WHAT IS EXPECTED
Repeat word for word the lines starting at the one with "Query: sea stack" and ending at the final line of the material, both ends included; omit pictures.

^^^^^^^^^^^^^^^^

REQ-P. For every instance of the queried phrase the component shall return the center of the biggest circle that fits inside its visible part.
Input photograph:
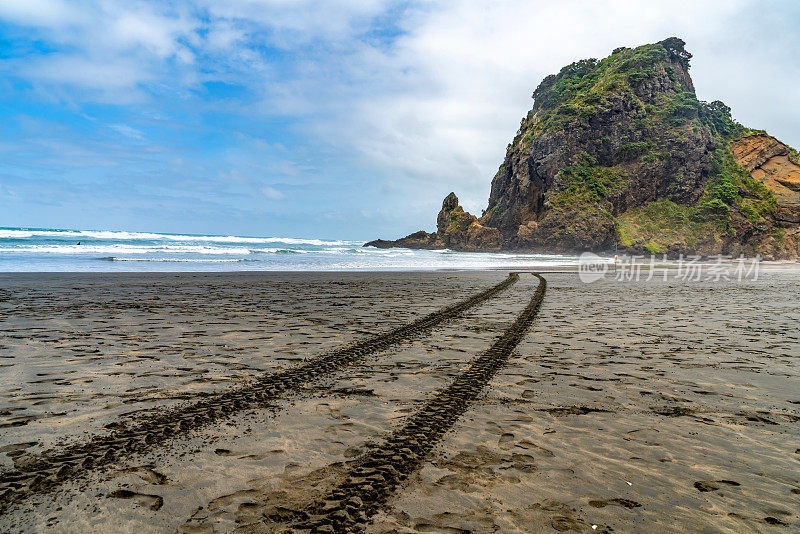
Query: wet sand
(650, 406)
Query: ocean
(64, 250)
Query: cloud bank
(298, 117)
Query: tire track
(39, 474)
(371, 479)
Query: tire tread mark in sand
(373, 477)
(43, 473)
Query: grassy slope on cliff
(589, 88)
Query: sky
(333, 119)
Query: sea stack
(620, 153)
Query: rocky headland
(620, 154)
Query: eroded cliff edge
(620, 153)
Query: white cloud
(271, 193)
(411, 95)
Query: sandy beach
(261, 402)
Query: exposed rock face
(443, 220)
(620, 153)
(456, 229)
(767, 160)
(417, 240)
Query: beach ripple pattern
(41, 474)
(376, 474)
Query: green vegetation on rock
(664, 226)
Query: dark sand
(651, 406)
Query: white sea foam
(27, 249)
(140, 236)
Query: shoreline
(674, 387)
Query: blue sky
(321, 119)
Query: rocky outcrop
(620, 153)
(456, 229)
(417, 240)
(443, 220)
(768, 161)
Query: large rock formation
(620, 153)
(456, 229)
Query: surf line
(40, 474)
(374, 476)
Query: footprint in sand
(506, 441)
(154, 502)
(625, 503)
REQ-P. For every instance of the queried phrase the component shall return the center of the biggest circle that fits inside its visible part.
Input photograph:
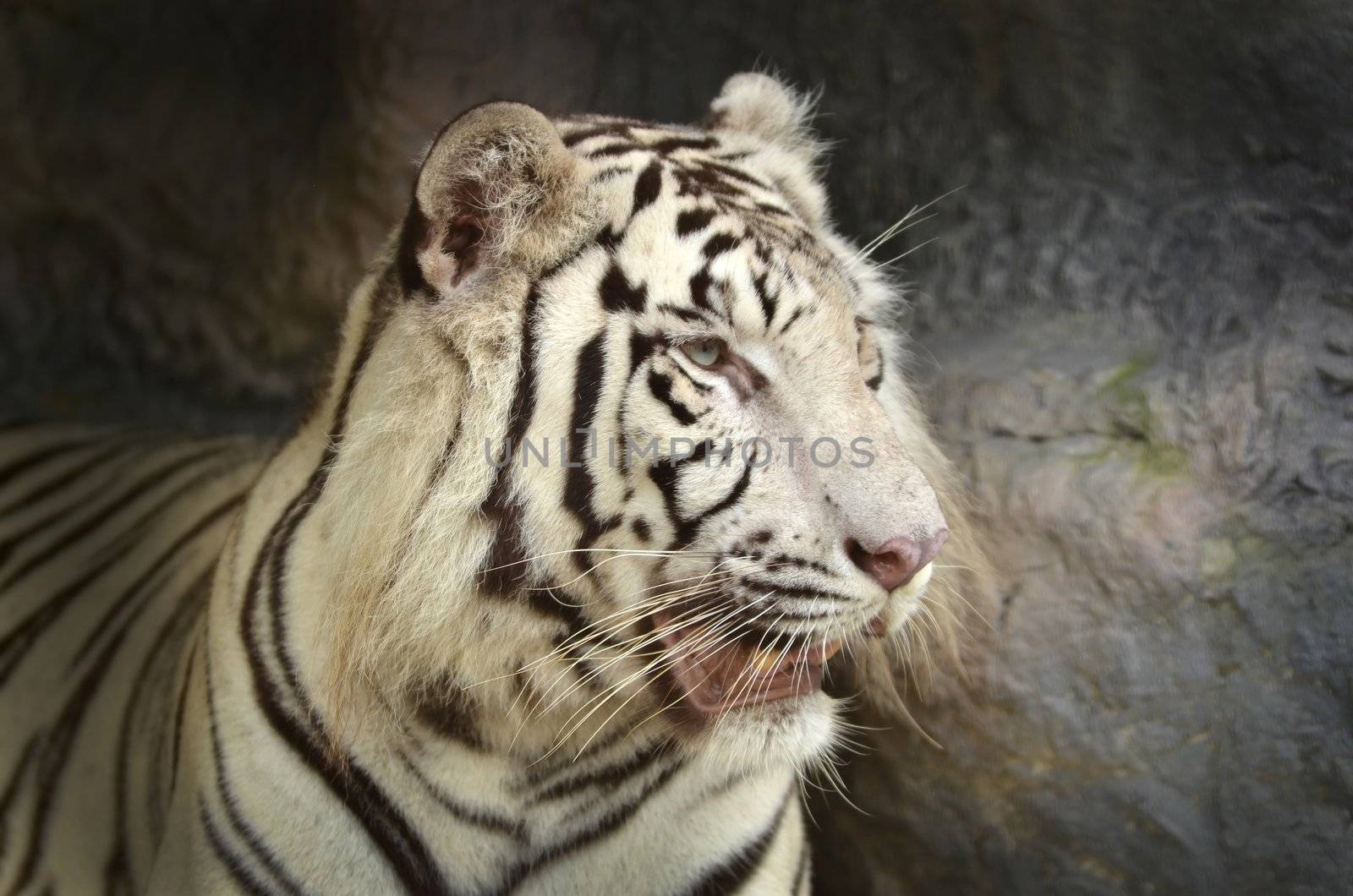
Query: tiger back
(616, 466)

^^^^^^^^^^^^^^^^

EXERCISE RESPONSE
Query: sea stack
(620, 153)
Query: rocky headland
(620, 154)
Query: eroded cliff edge
(620, 153)
Query: white cloud
(271, 193)
(411, 95)
Query: sandy beach
(261, 402)
Query: exposed rock face
(443, 220)
(620, 153)
(456, 229)
(767, 160)
(417, 240)
Query: beach ripple pattern
(41, 474)
(376, 474)
Query: green vegetation on rock
(664, 226)
Query: dark sand
(651, 406)
Query: white sea foam
(27, 249)
(140, 236)
Query: shoreline
(674, 387)
Query: blue sky
(321, 119)
Query: rocky outcrop
(620, 153)
(456, 229)
(417, 240)
(443, 220)
(768, 161)
Query: large rock formation
(620, 153)
(456, 229)
Query: surf line
(40, 474)
(374, 476)
Query: footprint in sand
(506, 441)
(154, 502)
(625, 503)
REQ-P. For every instance of the queried phrase the component shall return the center of the biggest circle that fits inside its visible part.
Input photograph:
Query: tiger back
(616, 466)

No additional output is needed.